[EXERCISE BRIEF]: Copy each line of the data below exactly, leaving out pictures.

Point labeling dataset excerpts
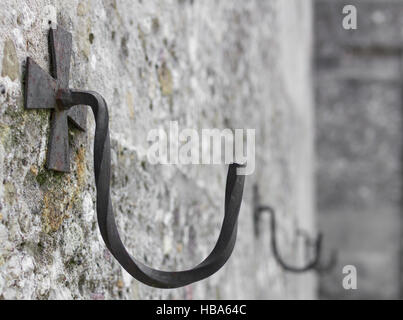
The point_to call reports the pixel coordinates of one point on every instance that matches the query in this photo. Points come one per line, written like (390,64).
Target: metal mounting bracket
(41,91)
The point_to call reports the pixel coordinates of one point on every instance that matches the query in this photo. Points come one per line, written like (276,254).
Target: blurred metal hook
(313,264)
(273,231)
(320,267)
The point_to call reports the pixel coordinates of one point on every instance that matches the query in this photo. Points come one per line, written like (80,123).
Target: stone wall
(205,64)
(359,126)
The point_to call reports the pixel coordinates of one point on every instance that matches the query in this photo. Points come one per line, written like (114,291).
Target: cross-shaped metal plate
(40,93)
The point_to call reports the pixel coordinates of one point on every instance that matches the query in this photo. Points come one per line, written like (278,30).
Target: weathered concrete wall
(206,64)
(359,130)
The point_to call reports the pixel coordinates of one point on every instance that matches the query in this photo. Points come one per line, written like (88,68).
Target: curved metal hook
(320,267)
(106,219)
(273,231)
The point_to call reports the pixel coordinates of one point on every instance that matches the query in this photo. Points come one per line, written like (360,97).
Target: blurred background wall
(358,78)
(205,64)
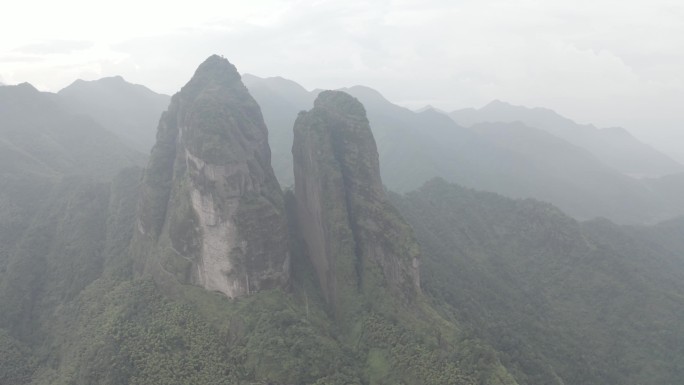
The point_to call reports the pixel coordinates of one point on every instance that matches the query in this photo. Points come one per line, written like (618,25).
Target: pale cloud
(603,61)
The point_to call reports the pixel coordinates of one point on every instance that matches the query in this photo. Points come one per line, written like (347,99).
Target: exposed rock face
(211,211)
(349,227)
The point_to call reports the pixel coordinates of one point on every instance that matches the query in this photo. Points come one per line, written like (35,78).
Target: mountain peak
(346,221)
(212,212)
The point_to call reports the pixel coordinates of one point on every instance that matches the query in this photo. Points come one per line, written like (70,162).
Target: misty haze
(324,192)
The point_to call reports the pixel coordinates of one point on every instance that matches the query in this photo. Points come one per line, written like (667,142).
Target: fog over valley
(342,193)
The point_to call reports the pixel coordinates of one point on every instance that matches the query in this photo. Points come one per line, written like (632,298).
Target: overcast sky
(604,62)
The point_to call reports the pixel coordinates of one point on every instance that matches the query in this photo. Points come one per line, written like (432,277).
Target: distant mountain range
(515,160)
(200,269)
(128,110)
(39,135)
(614,146)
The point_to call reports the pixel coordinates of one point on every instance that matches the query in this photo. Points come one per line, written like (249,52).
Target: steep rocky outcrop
(356,241)
(211,211)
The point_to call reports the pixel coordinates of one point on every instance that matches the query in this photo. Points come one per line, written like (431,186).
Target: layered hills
(200,269)
(129,110)
(417,146)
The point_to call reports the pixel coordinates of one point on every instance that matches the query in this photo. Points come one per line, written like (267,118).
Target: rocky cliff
(211,211)
(356,241)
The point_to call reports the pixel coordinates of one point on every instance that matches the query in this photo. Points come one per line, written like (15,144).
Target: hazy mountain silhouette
(614,146)
(417,146)
(128,110)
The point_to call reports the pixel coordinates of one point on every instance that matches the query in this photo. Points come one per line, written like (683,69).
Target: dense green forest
(440,285)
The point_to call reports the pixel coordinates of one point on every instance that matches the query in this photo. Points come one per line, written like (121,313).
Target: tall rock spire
(211,211)
(357,241)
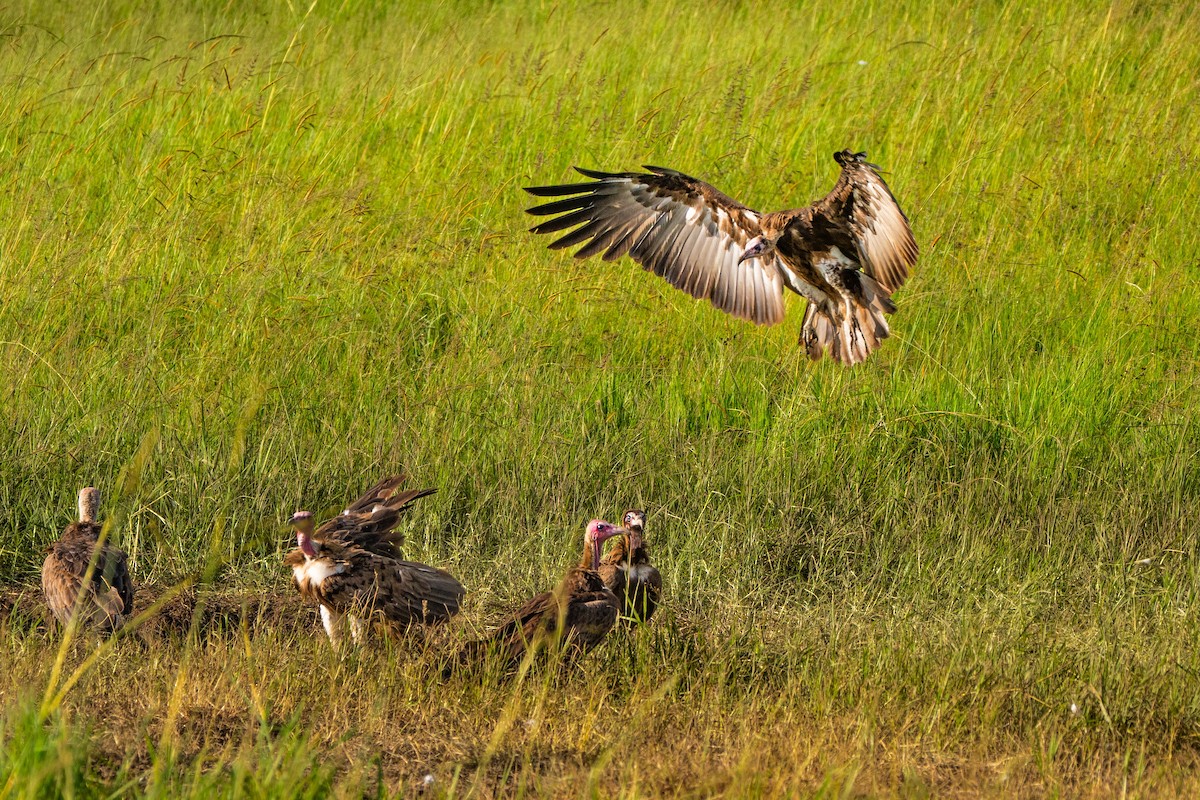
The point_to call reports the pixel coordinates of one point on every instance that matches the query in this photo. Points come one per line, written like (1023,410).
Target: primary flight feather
(845,253)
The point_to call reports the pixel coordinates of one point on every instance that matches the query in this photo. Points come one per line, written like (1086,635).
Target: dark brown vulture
(573,618)
(846,253)
(628,572)
(352,566)
(106,597)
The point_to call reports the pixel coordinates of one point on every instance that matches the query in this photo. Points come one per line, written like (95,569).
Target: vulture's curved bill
(845,253)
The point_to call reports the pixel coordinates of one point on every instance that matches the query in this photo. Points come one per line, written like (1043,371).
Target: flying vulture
(352,566)
(845,253)
(574,617)
(628,572)
(102,599)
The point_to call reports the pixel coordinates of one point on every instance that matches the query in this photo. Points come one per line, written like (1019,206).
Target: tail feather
(849,337)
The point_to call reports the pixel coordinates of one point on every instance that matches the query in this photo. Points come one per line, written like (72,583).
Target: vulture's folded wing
(863,203)
(678,227)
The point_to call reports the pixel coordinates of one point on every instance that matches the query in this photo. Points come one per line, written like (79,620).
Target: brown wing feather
(402,593)
(369,522)
(586,607)
(107,597)
(864,204)
(676,226)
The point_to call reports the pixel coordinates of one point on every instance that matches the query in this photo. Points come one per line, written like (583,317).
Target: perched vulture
(352,566)
(845,253)
(574,617)
(105,597)
(628,572)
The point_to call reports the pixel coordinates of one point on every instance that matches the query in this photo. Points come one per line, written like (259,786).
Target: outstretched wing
(676,226)
(865,206)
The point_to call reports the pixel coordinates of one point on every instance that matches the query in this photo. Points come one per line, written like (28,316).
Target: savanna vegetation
(256,256)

[FINAL ANSWER]:
The point_to call reports the pixel coordinates of one point on every instance that matches the query in this photo. Points come one per line, written like (390,64).
Target: metal mounting bracket
(41,91)
The point_to call reports the pixel coordinates of one point on every instance that matches the query in this photo. Points come one per line, written like (276,254).
Target: blurred metal hook
(313,264)
(273,231)
(320,267)
The point_to call reports the pixel coordinates of one point on every instance that matches the query in this photo. Points come one per line, written like (80,123).
Target: stone wall
(205,64)
(359,126)
The point_to call reports the pixel coordinates of one point on every instance that matches the query in this photo. Points come one per line, written like (114,291).
Target: cross-shaped metal plate
(40,93)
The point_to call reports the pixel coordinates of one point on every instance that matches the query in this photo. Points come one per line, written like (278,30).
Target: weathered concrete wall
(206,64)
(359,130)
The point_to call reports the pixel coordinates of one point on every instance that matches the query in this photo. Points come one per line, written like (88,68).
Target: curved metal hook
(320,267)
(106,219)
(273,231)
The point_to call reports the pixel coordinates of one point on every instance that matches the query in this photo. Points come one per line, written like (360,97).
Target: blurred background wall
(358,78)
(205,64)
The point_to call reports the pixel coordinates of one point on every instance that matches the query in this photo. Points come one per line, written like (618,25).
Target: pale cloud
(603,61)
The point_to call reports the pixel coordinates of one point on every instance that matches the query in this photo. Points come one per line, written like (347,99).
Target: exposed rock face
(211,211)
(349,227)
The point_to call reports the pixel coordinates of one point on every instance that matches the query in this photo. Points come one per line, written like (35,78).
Target: mountain peak
(346,221)
(212,212)
The point_to call reports the pixel coordinates of one point on every instance that matches the query in this photo. Points come one per line, written like (70,162).
Target: misty haze
(324,192)
The point_to call reports the pixel coordinates of one point on every instance that matches the query in this photo. Points come one per line, written like (667,142).
Target: fog over valley
(342,193)
The point_to call reports the pixel coordinates of one point on every instance that matches the query in this photo. Points come one per line, written like (632,298).
Target: overcast sky
(604,62)
The point_to call reports the pixel coordinates of one point on every instance that matches the query in this photo. Points come one per line, written like (432,277).
Target: distant mountain range
(515,160)
(200,269)
(128,110)
(39,135)
(614,146)
The point_to call reports the pixel coordinates of one point on every instance that matches the query in this photo. Points come one per line, written like (249,52).
Target: steep rocky outcrop
(356,241)
(211,211)
The point_to call reports the pixel coordinates of one point on every instance that matches the query in this photo. Points come one per line, written like (431,186).
Target: layered hills
(200,269)
(129,110)
(417,146)
The point_to call reports the pixel coordinates of one point on every instance that matches the query in this photo. Points come one per line, written like (267,118).
Target: rocky cliff
(211,211)
(356,241)
The point_to call reports the pixel coordinates of one point on every instance that matches the query in this photo. Points come one per line, written like (15,144).
Target: hazy mountain silhouette
(614,146)
(417,146)
(128,110)
The point_to call reports the pixel coordinates of one point on every instance that matches the query in this photo. Points come one per line, written like (683,69).
Target: dense green forest
(440,285)
The point_to call reports the pixel coordinates of one point on every instance that matches the query in this photo. Points come one per line, written like (121,313).
Target: tall rock spire
(211,211)
(357,241)
The point_to call reports the pixel coordinates of one point on every instance that matches the query in this photo. Points come one per line, written like (1023,410).
Target: primary flight feather
(845,253)
The point_to call reports the pixel coordinates of one point on every instance that matches the query in this photo. Points come one per line, written like (1086,635).
Target: dark brown vulture
(573,618)
(846,253)
(628,572)
(352,566)
(106,597)
The point_to call reports the pixel coordinates of one point on every instance that matches the query in this photo. Points come one per line, written like (95,569).
Target: vulture's curved bill
(845,253)
The point_to call reports the pixel coordinates of one point on every instance that matches the query in this photo. Points come one per line, written like (1043,371).
Target: flying vulture
(352,566)
(845,253)
(574,617)
(628,572)
(102,599)
The point_to call reports the pixel coordinates of one point on every instance that matches the query in this photo. Points come one per line, written like (1019,206).
Target: tail feather
(849,337)
The point_to call reports the pixel coordinates of one point on every instance that matches the query in this photo. Points come one per line, written like (72,583).
Target: vulture's folded wing
(863,203)
(678,227)
The point_to call reports the pixel coordinates of one point on every instance that matches the query in this photo. Points come one per line, written like (79,620).
Target: brown wing feather
(402,593)
(369,522)
(586,607)
(107,597)
(864,204)
(676,226)
The point_to call reports the pixel coordinates of one point on every instance that matches the query in this photo. Points come one per line, written like (583,317).
Target: perched vulture
(352,566)
(845,253)
(574,617)
(105,597)
(628,572)
The point_to call reports the pixel coordinates of one point on every instance that matches the query in this photo. Points come one per line, written like (259,786).
Target: outstretched wing
(676,226)
(865,206)
The point_to call reports the pixel coordinates of one point on every instance that matches the query in this photo. Points come one per line, written like (28,316).
Target: savanna vegetation
(256,256)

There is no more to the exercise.